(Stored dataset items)
- - - - -

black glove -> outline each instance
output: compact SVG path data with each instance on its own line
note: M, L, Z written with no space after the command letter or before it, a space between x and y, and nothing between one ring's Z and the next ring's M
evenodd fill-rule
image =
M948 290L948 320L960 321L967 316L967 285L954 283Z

- - - - -

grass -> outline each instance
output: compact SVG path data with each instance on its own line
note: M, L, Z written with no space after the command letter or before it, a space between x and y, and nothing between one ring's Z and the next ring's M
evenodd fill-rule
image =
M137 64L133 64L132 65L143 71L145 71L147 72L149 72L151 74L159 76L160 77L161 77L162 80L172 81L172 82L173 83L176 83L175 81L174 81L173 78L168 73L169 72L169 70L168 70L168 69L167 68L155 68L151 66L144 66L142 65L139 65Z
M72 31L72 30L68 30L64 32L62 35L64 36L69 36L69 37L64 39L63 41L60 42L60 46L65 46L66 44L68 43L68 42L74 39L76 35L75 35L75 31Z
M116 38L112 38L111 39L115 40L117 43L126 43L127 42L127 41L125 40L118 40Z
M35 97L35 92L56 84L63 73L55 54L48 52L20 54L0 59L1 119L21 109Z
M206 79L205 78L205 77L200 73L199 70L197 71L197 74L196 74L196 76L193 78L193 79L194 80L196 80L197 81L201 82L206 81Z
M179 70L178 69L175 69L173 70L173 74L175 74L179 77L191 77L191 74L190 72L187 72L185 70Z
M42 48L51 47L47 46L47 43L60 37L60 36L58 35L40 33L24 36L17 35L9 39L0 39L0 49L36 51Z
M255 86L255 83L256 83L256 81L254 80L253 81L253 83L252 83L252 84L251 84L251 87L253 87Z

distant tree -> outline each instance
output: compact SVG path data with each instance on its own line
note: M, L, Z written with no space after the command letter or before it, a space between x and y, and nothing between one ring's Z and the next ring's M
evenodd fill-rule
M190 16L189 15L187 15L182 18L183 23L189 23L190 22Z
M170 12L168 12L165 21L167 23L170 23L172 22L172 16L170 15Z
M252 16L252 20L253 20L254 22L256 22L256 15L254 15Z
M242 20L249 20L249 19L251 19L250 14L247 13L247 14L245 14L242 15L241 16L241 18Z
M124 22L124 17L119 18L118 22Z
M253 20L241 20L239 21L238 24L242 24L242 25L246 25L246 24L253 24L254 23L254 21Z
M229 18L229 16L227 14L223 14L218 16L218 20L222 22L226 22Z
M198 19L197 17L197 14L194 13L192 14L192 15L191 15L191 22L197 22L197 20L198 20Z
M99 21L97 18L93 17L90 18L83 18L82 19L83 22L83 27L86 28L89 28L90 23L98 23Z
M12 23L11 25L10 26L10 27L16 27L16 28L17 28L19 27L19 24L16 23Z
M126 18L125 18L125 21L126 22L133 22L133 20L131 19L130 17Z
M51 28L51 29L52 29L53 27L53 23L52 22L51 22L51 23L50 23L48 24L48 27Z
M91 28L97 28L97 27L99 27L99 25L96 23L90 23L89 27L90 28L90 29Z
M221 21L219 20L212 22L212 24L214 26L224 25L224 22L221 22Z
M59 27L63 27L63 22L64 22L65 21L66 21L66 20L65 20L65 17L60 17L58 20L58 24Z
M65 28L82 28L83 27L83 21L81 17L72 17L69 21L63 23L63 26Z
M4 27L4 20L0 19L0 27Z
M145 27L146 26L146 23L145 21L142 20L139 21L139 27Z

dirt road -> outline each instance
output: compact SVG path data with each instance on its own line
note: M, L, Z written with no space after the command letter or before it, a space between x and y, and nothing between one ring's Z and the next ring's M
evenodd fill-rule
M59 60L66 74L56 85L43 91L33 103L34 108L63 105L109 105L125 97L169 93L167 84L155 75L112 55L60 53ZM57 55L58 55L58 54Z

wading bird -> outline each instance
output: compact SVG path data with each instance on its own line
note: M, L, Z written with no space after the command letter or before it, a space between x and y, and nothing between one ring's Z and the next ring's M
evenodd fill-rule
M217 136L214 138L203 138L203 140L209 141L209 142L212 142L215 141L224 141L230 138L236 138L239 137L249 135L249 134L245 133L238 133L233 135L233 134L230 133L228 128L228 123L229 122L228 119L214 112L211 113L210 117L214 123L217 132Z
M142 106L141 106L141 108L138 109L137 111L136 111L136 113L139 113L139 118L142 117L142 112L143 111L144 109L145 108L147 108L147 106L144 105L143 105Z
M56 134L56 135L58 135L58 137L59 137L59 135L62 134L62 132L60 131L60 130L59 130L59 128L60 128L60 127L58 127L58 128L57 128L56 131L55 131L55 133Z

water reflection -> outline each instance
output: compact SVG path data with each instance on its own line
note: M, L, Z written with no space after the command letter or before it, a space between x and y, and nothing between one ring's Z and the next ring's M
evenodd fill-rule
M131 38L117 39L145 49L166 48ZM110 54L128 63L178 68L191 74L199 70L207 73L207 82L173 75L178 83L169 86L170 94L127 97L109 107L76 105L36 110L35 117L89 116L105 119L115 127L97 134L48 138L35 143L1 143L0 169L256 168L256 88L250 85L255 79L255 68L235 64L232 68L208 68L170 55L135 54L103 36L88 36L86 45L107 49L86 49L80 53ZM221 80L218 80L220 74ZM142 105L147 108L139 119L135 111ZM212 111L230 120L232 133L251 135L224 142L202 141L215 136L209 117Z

- - - - -

= Task prompt =
Convert the lines above, the stretch from the one containing "wading bird -> outline each instance" through the one containing "M56 134L56 135L58", into a numbered list, leaving out any blank lines. Include only those lines.

= The output =
1. wading bird -> outline each instance
2. output: compact SVG path data with each instance on its own line
3. note: M, L, Z written with no space after the command letter or before it, a space between x and y, and nothing between one ring's Z and the next ring's M
4. evenodd fill-rule
5. M217 136L214 138L203 138L203 140L209 141L209 142L212 142L215 141L224 141L230 138L236 138L239 137L249 135L249 134L245 133L238 133L233 135L233 134L230 133L228 128L228 123L229 122L228 119L214 112L211 113L210 117L214 123L217 132Z
6. M142 106L141 106L141 108L138 109L137 111L136 111L136 113L139 113L139 118L142 117L142 112L143 111L144 109L145 108L147 108L147 106L144 105L143 105Z
7. M56 134L56 135L58 135L58 137L59 137L59 135L62 134L62 132L60 131L60 130L59 130L59 128L60 128L60 127L58 127L58 128L57 128L56 131L55 131L55 133Z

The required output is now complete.